# [RAW DATA]
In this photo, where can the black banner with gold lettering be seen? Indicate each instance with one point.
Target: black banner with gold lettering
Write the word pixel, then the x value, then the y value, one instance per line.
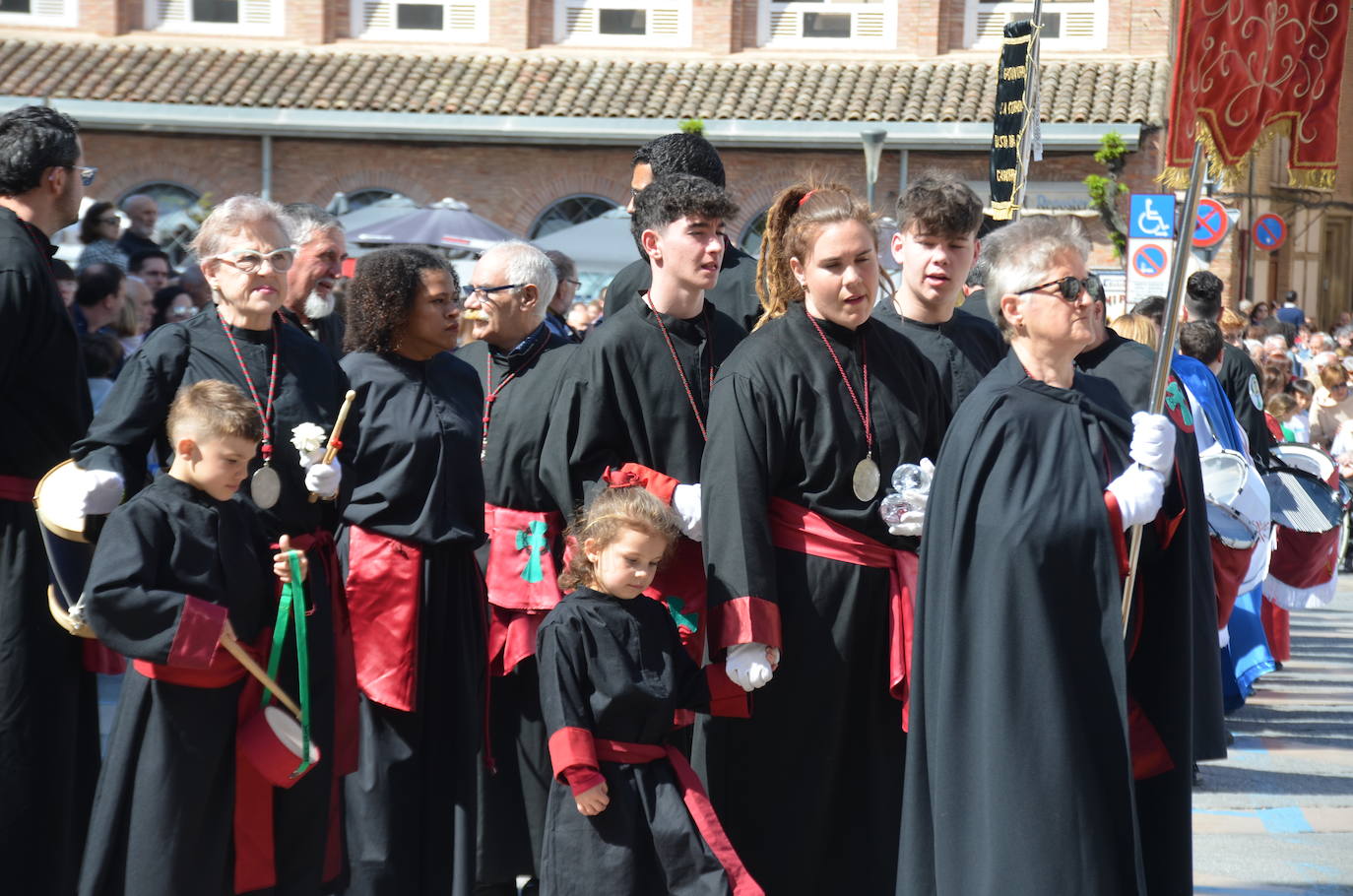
pixel 1011 121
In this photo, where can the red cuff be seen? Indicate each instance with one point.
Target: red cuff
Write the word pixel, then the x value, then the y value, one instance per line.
pixel 570 747
pixel 726 698
pixel 633 474
pixel 199 632
pixel 1115 524
pixel 581 779
pixel 744 620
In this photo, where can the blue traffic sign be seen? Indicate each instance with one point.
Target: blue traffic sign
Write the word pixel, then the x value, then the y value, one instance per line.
pixel 1151 217
pixel 1269 231
pixel 1149 260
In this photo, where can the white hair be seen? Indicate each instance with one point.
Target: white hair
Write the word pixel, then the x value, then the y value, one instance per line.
pixel 231 217
pixel 524 263
pixel 1023 255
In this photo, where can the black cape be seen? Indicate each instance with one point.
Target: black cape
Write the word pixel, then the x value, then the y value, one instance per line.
pixel 1173 672
pixel 49 723
pixel 310 389
pixel 163 816
pixel 512 800
pixel 962 350
pixel 735 292
pixel 415 476
pixel 1244 385
pixel 820 759
pixel 617 669
pixel 1019 774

# [PROBLEM TO SOLVE]
Copy all of the data above line for line, without changing anything, and leave out the pictures.

# [ANSWER BELOW]
In this photo, where can the black banner with gold lettering be seen? Indicate each instance with one point.
Target: black banner with gold lettering
Write the word pixel, then the x value, then the y value, one instance per line.
pixel 1011 121
In this photo, where can the red cuff be seen? Indicate each instance with one point.
Target: red cuff
Write the word pixel, then the x value, then the y value, one instance per line.
pixel 570 747
pixel 726 698
pixel 633 474
pixel 199 632
pixel 1115 524
pixel 581 779
pixel 744 620
In this photo, where can the blue traffic sign be seen? Indicate each instance with one point.
Target: blue traffic sign
Write the word pixel, then the x value, then the y value, one instance per line.
pixel 1151 217
pixel 1269 231
pixel 1149 260
In this photo, where can the white hair be seen? Indicate each instance with one point.
Target: white hair
Write the word pixel, then the x value, then the y value, one instance per line.
pixel 231 217
pixel 524 263
pixel 1023 255
In this photo, where can the black cape be seen? Indicate each instance with one point.
Target: black cape
Write the word pixel, then the x value, then the y value, one instance per line.
pixel 1173 672
pixel 49 723
pixel 310 389
pixel 163 816
pixel 512 800
pixel 962 350
pixel 735 292
pixel 415 476
pixel 1244 385
pixel 820 759
pixel 617 669
pixel 1019 774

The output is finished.